Challenge 1
In the passage on FIFA and payments from the marketing firm ISL, rewrite the paragraph beginning "Last year, FIFA published" as a short bulleted list that keeps its main facts.
Challenge 2
According to the passage on FIFA and payments from ISL, what total did the BBC report that Leoz took in payments?
Challenge 3
Take the passage on FIFA and payments from the marketing firm ISL further, picking up right after its final sentence.

He was identified during a Swiss criminal trial in 2008 as having received payments from FIFA's former marketing partner ISL, which collapsed into bankruptcy in 2001 with debts of around $300 million. The resulting prosecution of agency executives revealed the widespread practice of buying influence from sports officials.

Five years ago, Leoz was named in court papers for receiving $130,000 from ISL. The British broadcaster BBC later reported that Leoz took payments totaling $730,000.

Last year, FIFA published a Swiss prosecutor's report that linked President Sepp Blatter's predecessor, Joao Havelange, and Ricardo Teixeira, then head of the Brazilian 2014 World Cup organizing committee, to improper payments from ISL totaling $22 million.

Record excerpts
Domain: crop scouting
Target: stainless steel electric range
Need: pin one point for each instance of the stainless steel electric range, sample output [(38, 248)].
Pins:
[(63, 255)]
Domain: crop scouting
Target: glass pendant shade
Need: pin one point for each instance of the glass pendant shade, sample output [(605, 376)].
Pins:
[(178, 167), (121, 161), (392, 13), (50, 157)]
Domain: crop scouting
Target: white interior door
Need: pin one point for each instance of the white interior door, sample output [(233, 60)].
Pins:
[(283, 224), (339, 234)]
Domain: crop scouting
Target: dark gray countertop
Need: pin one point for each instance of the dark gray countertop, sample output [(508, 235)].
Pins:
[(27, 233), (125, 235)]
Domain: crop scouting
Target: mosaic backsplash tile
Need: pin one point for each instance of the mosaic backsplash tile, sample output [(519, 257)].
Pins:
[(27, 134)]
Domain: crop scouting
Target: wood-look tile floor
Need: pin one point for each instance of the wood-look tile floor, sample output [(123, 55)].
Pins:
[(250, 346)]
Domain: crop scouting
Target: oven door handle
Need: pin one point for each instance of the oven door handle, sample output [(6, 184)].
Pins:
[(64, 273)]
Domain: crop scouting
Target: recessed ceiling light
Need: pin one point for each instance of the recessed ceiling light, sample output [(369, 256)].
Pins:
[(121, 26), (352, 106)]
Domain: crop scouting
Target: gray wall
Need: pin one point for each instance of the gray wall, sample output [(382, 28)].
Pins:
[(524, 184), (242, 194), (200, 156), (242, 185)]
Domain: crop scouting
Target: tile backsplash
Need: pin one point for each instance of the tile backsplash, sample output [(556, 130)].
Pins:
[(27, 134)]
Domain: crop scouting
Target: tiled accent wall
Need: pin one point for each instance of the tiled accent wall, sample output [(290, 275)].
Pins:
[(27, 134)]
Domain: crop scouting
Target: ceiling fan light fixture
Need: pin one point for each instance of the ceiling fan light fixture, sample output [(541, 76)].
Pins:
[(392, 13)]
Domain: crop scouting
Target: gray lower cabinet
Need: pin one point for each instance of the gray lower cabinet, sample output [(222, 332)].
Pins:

Written answer 1
- FIFA published a Swiss prosecutor's report last year.
- The report linked Joao Havelange, Sepp Blatter's predecessor as president, to improper payments from ISL.
- It also linked Ricardo Teixeira, then head of the Brazilian 2014 World Cup organizing committee.
- The payments totaled $22 million.

Written answer 2
$730,000.

Written answer 3
Havelange remains FIFA's honorary president. Teixeira, his former son-in-law, resigned from soccer citing health problems before Switzerland's supreme court ruled the report should no longer be kept secret.

FIFA never opened proceedings against Leoz. He still could face FIFA sanctions after it closed a loophole in its code of ethics last year that previously allowed soccer officials who resigned to evade disciplinary action.

Leoz joined former executive committee colleagues Teixeira, Jack Warner of Trinidad and Mohamed bin Hammam of Qatar in walking away from soccer while facing corruption allegations.